• **Task**
Each line below must be reproduced exactly.

• **Dataset entries**

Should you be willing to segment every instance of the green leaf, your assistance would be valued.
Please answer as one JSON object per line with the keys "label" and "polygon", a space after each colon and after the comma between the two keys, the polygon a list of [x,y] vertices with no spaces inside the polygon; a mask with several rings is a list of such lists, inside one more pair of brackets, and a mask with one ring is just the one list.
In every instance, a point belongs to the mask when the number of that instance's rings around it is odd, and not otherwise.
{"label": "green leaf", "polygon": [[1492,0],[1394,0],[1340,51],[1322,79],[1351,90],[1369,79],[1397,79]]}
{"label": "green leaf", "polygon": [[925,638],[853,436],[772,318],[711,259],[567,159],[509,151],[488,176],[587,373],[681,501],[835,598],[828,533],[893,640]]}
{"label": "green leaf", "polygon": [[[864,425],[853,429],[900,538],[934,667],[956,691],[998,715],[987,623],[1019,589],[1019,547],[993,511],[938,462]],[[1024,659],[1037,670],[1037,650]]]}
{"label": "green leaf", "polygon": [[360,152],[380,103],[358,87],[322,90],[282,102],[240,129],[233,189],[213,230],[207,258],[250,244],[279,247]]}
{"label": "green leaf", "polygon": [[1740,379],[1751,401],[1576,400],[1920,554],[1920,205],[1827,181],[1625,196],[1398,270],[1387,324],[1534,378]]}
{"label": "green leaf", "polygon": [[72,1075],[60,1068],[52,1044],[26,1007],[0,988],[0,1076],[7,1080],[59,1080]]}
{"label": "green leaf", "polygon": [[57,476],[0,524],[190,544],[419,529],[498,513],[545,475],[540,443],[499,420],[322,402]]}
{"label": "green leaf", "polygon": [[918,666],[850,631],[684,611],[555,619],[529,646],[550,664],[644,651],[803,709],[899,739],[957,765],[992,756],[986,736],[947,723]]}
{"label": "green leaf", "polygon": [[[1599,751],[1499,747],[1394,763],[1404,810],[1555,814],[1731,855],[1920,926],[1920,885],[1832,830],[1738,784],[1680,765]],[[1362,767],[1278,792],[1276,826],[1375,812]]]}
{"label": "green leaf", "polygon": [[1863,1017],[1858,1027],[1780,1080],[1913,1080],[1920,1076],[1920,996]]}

• **Result for this task**
Should you be willing to segment every instance of the green leaf, your assistance would be valued.
Please answer as one JSON object per line with the keys "label" and "polygon", a space after each colon and after the comma between the two keys, the polygon a list of [x,y] vertices with no spaces inside the polygon; a mask with several rings is a list of such lists, inside one more pair of brackets, and a mask with one ring is just the one list.
In every instance, a point belongs to the mask when the number of that instance's rings around it is odd, and not otherwise.
{"label": "green leaf", "polygon": [[1492,0],[1394,0],[1340,51],[1322,79],[1351,90],[1369,79],[1397,79]]}
{"label": "green leaf", "polygon": [[925,638],[853,436],[772,318],[711,259],[567,159],[509,151],[488,176],[587,373],[681,501],[835,598],[828,533],[893,640]]}
{"label": "green leaf", "polygon": [[[864,425],[853,429],[900,538],[934,667],[956,691],[998,715],[987,623],[1019,589],[1019,547],[993,511],[938,462]],[[1024,659],[1037,670],[1037,650]]]}
{"label": "green leaf", "polygon": [[360,152],[380,103],[358,87],[322,90],[282,102],[240,129],[233,189],[213,230],[207,258],[250,244],[279,247]]}
{"label": "green leaf", "polygon": [[1740,379],[1751,401],[1576,400],[1920,554],[1920,205],[1827,181],[1625,196],[1398,270],[1387,324],[1534,378]]}
{"label": "green leaf", "polygon": [[72,1075],[60,1068],[52,1044],[26,1007],[0,988],[0,1076],[7,1080],[59,1080]]}
{"label": "green leaf", "polygon": [[57,476],[0,524],[190,544],[419,529],[498,513],[545,475],[540,443],[499,420],[322,402]]}
{"label": "green leaf", "polygon": [[918,666],[850,631],[684,611],[555,619],[529,646],[550,664],[644,651],[803,709],[899,739],[957,765],[992,756],[986,736],[947,723]]}
{"label": "green leaf", "polygon": [[[1599,751],[1499,747],[1394,763],[1404,810],[1555,814],[1731,855],[1920,926],[1920,885],[1832,830],[1738,784],[1680,765]],[[1362,767],[1278,792],[1276,826],[1375,812]]]}
{"label": "green leaf", "polygon": [[1863,1017],[1858,1027],[1780,1080],[1913,1080],[1920,1076],[1920,996]]}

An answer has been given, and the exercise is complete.